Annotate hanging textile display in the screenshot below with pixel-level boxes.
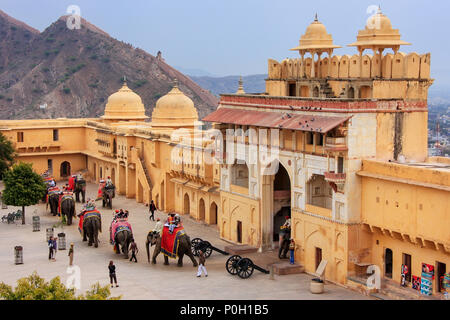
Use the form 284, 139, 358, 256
420, 263, 434, 296
401, 264, 409, 287
412, 276, 421, 291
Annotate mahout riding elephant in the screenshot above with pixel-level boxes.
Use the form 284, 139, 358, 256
75, 178, 86, 203
113, 227, 133, 259
102, 186, 115, 209
145, 230, 198, 267
80, 210, 102, 247
60, 195, 76, 225
48, 193, 59, 216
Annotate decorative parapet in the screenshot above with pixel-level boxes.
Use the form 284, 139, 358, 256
324, 171, 346, 193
--
__Your instructions__
Copy out every line from the data above that has "Annotate" in it.

__Answer space__
Annotate hanging textile display in the screenshot below with pixel-level boxes.
Annotate mahout riding elephant in the screenshot above with pixel-level boxes.
Annotate decorative parapet in the screenshot above with pixel-level boxes.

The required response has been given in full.